### SELECTED PASSAGE
>>

The deeper critique is not about objects. It is about who decides what an object means, who has authority to interpret it, and what institutional structure reproduces or challenges the colonial relationship. These questions are not answered by returning objects. They require transforming the institution.

The MME’s position in this conversation: The MME does not have a collection problem. It has no colonial objects to return. Its founding commitment — ‘we move the experience, not the fragments’ — sidesteps the extraction problem by design. The gallery program commissions original work, prints reproductions with permission, and pays African artists at first-world rates. This is not a repatriation position. It is something structurally different: an institution built from the beginning not to extract. That distinction should be named explicitly in the MME’s public positioning in the European context.

V. Global Models of Explicitly Political Cultural Institutions

The research question was specific: not institutions that have taken activist positions reactively, but institutions that built their identity around a counter-hegemonic or activist posture from the beginning and sustained it. The honest finding is that examples at scale are rare, and the most instructive cases are as much about failure modes as success.

The Museu do Aljube (Lisbon): Explicitly Political from Founding

The Museu do Aljube is the clearest example of a cultural institution with an explicitly political founding identity that has sustained its mission without compromise. It occupies the former PIDE prison. Its entire curatorial logic is built around the proposition that fascist repression must be named, documented, and witnessed. It lists the names and photographs of the tortured and the executed. It is not attempting to ‘present multiple perspectives’ on Salazar’s Estado Novo. It is an institution that took a side and built around it.

The Aljube’s model works because its political identity is tied to a historical event with broad social consensus in contemporary Portugal. It is not contested by mainstream Portuguese political culture the way decolonial positioning is contested. This limits its direct applicability as a model but confirms that founding political identity is institutionally survivable when it has community grounding.

The Highlander Folk School: The MME’s Correct Lineage

The Highlander Folk School (founded 1932, Tennessee) is already embedded in the MME’s institutional model synthesis. Its relevance in this context: Highlander is the clearest historical example of an institution that built an explicitly counter-hegemonic identity — labor organizing, civil rights education, community leadership development — and survived for decades because it structured itself to resist co-optation. It trained Rosa Parks before the Montgomery Bus Boycott. Its methodology was replicable by design, not proprietary by instinct.

Highlander’s survival strategy combined community rootedness with methodological diffusion. Its persecution by southern state governments demonstrates both the vulnerability of institutions that depend on external goodwill and the durability of institutions that have made themselves irreplaceable to their communities. The MME’s combination of Highlander methodology with financial independence architecture addresses both.

<<

Saved entries
>>

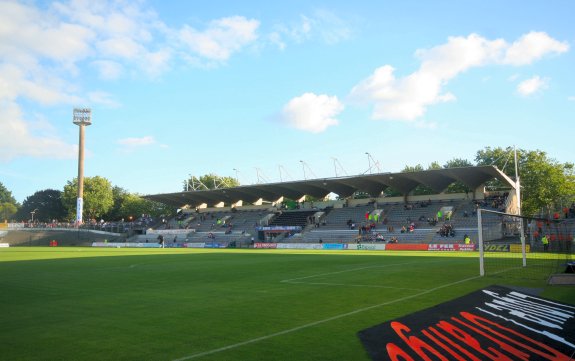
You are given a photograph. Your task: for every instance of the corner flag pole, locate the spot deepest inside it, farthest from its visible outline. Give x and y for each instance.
(518, 193)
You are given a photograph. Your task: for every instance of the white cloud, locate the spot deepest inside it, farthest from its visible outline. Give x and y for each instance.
(221, 39)
(531, 47)
(108, 70)
(137, 142)
(408, 98)
(103, 98)
(21, 138)
(321, 24)
(532, 85)
(311, 112)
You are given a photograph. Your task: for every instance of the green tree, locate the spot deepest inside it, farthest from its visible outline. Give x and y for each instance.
(98, 197)
(209, 181)
(7, 211)
(458, 186)
(46, 205)
(6, 195)
(545, 183)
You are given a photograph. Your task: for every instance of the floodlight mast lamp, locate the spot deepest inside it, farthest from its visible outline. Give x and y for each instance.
(82, 117)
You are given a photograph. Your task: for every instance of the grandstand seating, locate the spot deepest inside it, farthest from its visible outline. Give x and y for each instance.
(332, 225)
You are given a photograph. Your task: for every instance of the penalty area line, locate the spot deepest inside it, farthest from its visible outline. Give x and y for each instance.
(353, 285)
(319, 322)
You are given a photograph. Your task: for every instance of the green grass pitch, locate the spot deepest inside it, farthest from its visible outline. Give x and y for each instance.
(71, 303)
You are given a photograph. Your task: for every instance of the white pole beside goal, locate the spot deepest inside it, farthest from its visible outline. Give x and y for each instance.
(480, 240)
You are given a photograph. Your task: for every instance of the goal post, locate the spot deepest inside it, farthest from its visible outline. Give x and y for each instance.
(493, 235)
(525, 247)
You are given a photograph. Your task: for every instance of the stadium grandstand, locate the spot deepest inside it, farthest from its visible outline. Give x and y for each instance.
(280, 212)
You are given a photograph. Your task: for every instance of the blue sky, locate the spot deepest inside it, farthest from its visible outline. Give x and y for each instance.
(182, 87)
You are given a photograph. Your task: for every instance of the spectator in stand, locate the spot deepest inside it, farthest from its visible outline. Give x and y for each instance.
(545, 243)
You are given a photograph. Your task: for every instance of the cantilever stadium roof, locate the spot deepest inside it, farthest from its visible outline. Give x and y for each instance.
(373, 184)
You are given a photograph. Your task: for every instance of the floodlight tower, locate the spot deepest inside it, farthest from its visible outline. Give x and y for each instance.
(82, 118)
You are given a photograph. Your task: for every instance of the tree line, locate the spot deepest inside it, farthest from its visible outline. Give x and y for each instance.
(546, 185)
(102, 200)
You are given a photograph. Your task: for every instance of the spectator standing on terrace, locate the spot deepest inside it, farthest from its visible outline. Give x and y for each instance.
(545, 242)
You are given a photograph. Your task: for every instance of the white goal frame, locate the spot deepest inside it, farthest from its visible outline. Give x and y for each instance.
(481, 242)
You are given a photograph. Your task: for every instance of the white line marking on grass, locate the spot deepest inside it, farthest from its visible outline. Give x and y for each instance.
(353, 285)
(350, 270)
(359, 310)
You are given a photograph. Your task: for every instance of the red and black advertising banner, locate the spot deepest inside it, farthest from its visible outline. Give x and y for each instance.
(495, 323)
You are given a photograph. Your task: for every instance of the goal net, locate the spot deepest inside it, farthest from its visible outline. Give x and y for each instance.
(514, 246)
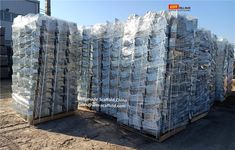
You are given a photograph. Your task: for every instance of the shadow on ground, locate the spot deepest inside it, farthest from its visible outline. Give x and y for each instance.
(5, 88)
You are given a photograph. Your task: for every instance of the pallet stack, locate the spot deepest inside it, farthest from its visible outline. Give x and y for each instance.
(224, 69)
(164, 72)
(84, 59)
(44, 70)
(5, 55)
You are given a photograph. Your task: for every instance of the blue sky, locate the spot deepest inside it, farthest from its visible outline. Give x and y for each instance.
(218, 15)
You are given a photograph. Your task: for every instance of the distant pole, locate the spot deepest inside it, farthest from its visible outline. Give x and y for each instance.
(48, 7)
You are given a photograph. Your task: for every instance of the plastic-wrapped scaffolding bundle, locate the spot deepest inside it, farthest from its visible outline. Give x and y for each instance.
(115, 58)
(156, 66)
(138, 74)
(85, 66)
(106, 103)
(96, 49)
(128, 47)
(224, 69)
(26, 48)
(178, 71)
(43, 63)
(204, 85)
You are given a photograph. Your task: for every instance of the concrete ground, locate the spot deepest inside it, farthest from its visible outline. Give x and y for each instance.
(87, 130)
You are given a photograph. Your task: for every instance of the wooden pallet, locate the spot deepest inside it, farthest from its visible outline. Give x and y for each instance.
(87, 109)
(160, 139)
(50, 118)
(198, 117)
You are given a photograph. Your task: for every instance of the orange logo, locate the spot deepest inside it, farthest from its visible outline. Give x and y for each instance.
(173, 6)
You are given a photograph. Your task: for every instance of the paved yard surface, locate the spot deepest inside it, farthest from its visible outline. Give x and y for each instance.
(87, 130)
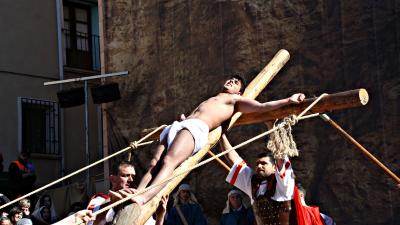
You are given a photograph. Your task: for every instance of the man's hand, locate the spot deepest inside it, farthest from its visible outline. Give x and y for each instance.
(161, 210)
(297, 98)
(84, 215)
(123, 193)
(162, 207)
(181, 117)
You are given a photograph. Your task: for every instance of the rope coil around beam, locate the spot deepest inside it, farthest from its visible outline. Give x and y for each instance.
(136, 145)
(301, 116)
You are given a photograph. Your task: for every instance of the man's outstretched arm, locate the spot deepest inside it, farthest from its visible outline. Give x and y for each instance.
(232, 156)
(245, 105)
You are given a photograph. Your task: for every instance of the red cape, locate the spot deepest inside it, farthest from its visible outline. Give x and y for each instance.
(306, 215)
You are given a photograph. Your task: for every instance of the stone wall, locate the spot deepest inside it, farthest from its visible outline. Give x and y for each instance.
(178, 53)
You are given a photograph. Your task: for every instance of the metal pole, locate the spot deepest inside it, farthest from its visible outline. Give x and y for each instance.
(87, 138)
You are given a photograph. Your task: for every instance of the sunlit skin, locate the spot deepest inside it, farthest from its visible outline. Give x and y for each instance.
(46, 201)
(17, 217)
(124, 179)
(25, 210)
(5, 221)
(213, 112)
(264, 167)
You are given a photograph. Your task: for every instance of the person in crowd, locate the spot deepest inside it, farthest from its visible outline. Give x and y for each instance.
(4, 220)
(271, 183)
(46, 201)
(121, 178)
(25, 221)
(235, 212)
(15, 215)
(186, 209)
(42, 216)
(25, 205)
(3, 200)
(75, 207)
(22, 175)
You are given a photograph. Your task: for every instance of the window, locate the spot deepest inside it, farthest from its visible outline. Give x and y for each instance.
(39, 126)
(81, 47)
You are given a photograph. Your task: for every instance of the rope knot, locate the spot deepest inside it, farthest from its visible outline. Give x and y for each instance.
(134, 144)
(291, 120)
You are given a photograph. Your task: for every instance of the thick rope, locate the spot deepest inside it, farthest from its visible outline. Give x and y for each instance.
(136, 144)
(298, 118)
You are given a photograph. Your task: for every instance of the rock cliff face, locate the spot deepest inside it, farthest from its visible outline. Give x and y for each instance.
(178, 53)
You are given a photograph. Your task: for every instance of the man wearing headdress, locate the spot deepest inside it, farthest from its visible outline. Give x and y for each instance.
(235, 212)
(186, 209)
(270, 186)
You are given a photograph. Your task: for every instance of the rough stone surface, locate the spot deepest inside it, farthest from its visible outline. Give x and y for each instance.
(178, 52)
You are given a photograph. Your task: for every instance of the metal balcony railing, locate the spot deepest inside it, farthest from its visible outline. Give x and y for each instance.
(82, 50)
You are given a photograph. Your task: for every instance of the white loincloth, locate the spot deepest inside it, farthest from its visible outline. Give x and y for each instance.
(198, 128)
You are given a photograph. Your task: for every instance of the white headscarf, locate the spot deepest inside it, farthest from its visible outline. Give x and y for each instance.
(184, 187)
(227, 208)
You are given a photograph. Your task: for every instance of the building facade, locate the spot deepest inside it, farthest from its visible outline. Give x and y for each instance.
(44, 41)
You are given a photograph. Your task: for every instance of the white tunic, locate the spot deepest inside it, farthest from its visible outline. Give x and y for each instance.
(240, 176)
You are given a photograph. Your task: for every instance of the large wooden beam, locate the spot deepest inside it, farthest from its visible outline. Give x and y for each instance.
(135, 215)
(336, 101)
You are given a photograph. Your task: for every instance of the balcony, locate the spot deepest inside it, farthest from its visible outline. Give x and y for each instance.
(82, 50)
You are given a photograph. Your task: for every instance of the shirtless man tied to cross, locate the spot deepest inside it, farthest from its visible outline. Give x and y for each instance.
(183, 139)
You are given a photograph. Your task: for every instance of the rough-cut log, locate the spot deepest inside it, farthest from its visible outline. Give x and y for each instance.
(340, 100)
(135, 215)
(337, 101)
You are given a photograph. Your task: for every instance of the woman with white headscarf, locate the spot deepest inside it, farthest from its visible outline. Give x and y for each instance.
(235, 212)
(186, 210)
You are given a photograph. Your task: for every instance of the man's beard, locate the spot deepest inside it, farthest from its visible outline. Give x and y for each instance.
(261, 176)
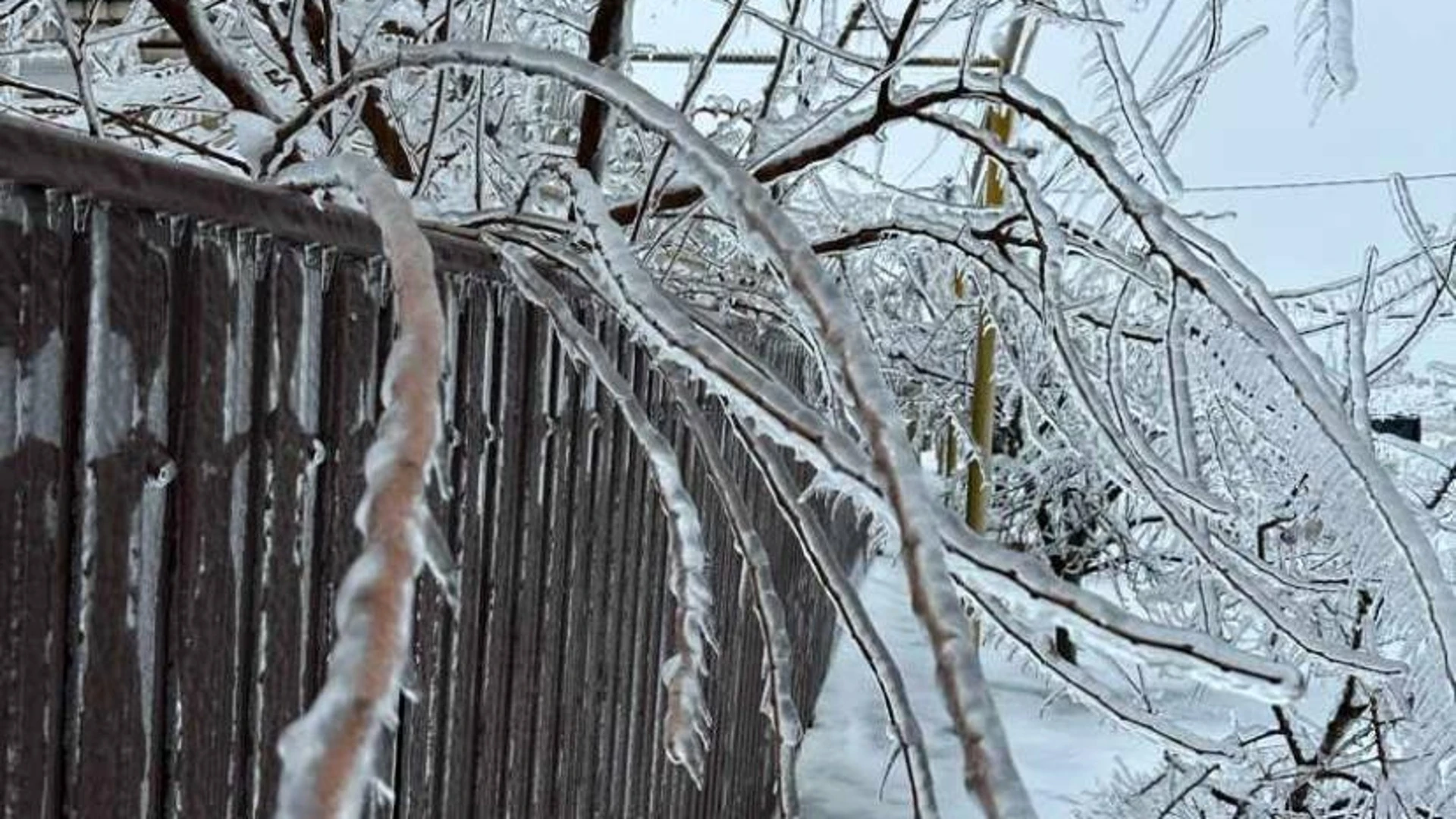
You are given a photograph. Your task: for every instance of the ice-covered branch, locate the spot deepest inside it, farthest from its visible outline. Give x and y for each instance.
(328, 752)
(686, 719)
(778, 648)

<<

### TASKS TO COMPLETE
1/ According to the text on political cultural institutions, what building does the Museu do Aljube occupy?
2/ Reproduce the text on political cultural institutions from "The Highlander Folk School: The" to "proprietary by instinct.", word for word.

### WRITTEN RESPONSES
1/ The former PIDE prison.

2/
The Highlander Folk School: The MME’s Correct Lineage

The Highlander Folk School (founded 1932, Tennessee) is already embedded in the MME’s institutional model synthesis. Its relevance in this context: Highlander is the clearest historical example of an institution that built an explicitly counter-hegemonic identity — labor organizing, civil rights education, community leadership development — and survived for decades because it structured itself to resist co-optation. It trained Rosa Parks before the Montgomery Bus Boycott. Its methodology was replicable by design, not proprietary by instinct.